** TASK PROMPT **
Copy every line of the entries from the line containing "Each instance of the red" through the line containing "[[67, 293], [33, 465], [22, 534]]", requests included, and nothing outside that span. Shift each pixel coordinate in the answers by -19, leaving the sample coordinates in the requests as they are.

═══ LISTED RECORDS ═══

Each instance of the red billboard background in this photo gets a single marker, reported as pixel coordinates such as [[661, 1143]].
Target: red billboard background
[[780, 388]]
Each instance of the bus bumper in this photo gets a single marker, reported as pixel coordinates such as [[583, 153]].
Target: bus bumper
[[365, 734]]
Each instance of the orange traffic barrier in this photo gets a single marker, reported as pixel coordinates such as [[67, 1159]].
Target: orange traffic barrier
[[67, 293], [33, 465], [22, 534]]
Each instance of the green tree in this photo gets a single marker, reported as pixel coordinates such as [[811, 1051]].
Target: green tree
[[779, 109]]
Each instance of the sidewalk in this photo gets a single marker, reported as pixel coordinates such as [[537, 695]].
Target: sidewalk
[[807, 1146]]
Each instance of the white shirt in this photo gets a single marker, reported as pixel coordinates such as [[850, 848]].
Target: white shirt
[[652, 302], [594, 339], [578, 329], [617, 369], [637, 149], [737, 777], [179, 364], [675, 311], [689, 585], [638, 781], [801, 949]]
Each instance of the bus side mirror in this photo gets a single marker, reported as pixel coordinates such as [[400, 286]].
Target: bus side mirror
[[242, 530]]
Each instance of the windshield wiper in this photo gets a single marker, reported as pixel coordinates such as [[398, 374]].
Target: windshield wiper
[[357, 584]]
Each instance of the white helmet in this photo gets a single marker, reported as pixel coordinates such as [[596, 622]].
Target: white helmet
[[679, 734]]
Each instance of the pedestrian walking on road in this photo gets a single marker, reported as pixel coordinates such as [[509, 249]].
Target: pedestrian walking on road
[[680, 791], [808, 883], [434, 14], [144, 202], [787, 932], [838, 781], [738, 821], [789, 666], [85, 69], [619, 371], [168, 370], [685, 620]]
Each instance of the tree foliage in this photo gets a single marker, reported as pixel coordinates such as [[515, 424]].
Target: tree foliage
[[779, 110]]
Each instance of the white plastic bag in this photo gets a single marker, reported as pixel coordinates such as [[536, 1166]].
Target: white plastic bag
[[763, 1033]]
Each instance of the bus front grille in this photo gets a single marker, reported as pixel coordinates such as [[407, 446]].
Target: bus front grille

═══
═══ LISTED RECORDS ═══

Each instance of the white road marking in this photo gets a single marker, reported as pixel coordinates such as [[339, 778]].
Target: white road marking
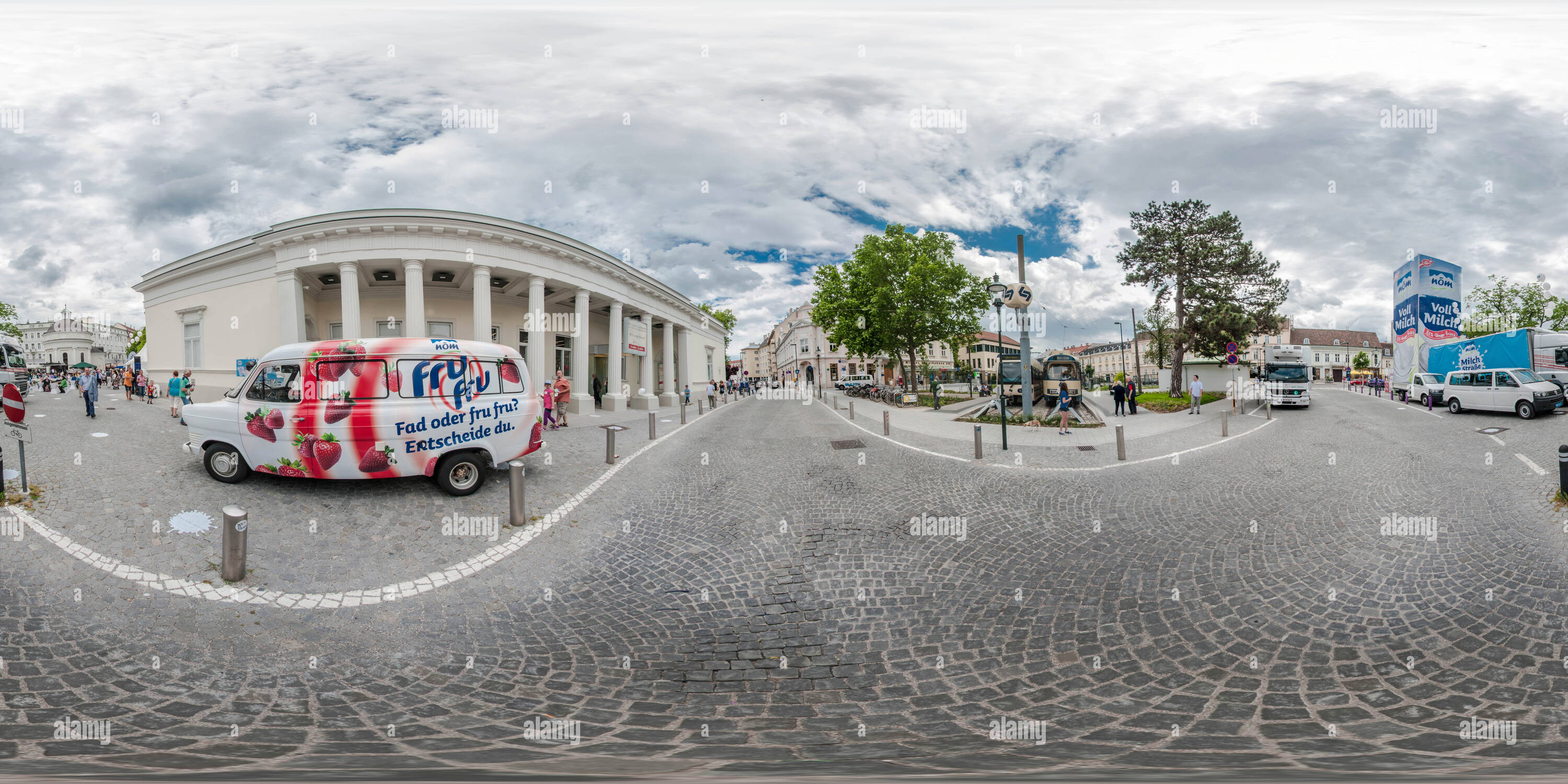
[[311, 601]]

═══
═══ LISTED RECORDS ═══

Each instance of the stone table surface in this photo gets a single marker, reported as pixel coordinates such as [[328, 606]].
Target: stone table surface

═══

** THE REPLY **
Each instance of the red billboard background in this photo gets a single marker, reported as pixel coordinates such as [[661, 1143]].
Target: red billboard background
[[761, 369]]
Each instance of the bus bumper in this photo gets a single marker, reported as pixel coordinates such as [[583, 153]].
Target: bus bumper
[[346, 715]]
Each instance of the orange traffic barrier in this photo gets a single marker, reported as pixel coordinates such as [[67, 1159]].
Target: orange traffic barrier
[[48, 274], [14, 446], [3, 515]]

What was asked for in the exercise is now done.